Print the following material line for line without changing anything.

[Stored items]
• • •
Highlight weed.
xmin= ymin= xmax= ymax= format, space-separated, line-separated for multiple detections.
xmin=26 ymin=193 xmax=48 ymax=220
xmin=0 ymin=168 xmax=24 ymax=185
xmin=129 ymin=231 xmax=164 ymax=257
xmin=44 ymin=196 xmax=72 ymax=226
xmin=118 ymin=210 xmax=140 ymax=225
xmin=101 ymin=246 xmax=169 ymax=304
• • •
*Output for this exercise*.
Highlight weed.
xmin= ymin= xmax= ymax= format, space-separated, line-separated for multiple detections.
xmin=26 ymin=193 xmax=48 ymax=220
xmin=0 ymin=168 xmax=24 ymax=185
xmin=129 ymin=231 xmax=164 ymax=257
xmin=44 ymin=196 xmax=72 ymax=226
xmin=118 ymin=210 xmax=140 ymax=225
xmin=101 ymin=246 xmax=169 ymax=304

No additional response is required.